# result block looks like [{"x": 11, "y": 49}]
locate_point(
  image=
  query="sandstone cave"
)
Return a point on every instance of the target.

####################

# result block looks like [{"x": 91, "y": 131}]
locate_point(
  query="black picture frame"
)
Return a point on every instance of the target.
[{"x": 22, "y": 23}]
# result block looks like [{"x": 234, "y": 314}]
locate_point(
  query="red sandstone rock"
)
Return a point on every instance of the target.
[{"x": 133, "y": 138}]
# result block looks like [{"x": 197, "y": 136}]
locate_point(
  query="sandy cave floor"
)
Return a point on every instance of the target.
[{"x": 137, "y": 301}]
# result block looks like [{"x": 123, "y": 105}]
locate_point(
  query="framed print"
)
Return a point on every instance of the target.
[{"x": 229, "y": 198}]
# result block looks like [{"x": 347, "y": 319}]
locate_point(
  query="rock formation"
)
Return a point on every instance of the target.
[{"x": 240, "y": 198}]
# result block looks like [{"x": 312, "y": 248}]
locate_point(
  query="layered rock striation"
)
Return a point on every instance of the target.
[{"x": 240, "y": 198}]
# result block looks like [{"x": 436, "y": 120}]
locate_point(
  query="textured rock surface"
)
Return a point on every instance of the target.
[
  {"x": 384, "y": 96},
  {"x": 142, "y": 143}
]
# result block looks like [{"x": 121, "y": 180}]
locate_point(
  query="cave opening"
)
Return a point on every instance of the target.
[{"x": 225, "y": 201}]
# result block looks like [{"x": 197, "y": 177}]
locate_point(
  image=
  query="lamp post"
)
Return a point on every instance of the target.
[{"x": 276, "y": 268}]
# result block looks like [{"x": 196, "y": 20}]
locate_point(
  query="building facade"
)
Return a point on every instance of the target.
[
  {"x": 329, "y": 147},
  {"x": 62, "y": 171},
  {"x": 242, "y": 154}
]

####################

Work to be completed :: How many of the lines above contain the string "result"? Reply with the number only.

Written solution :: 11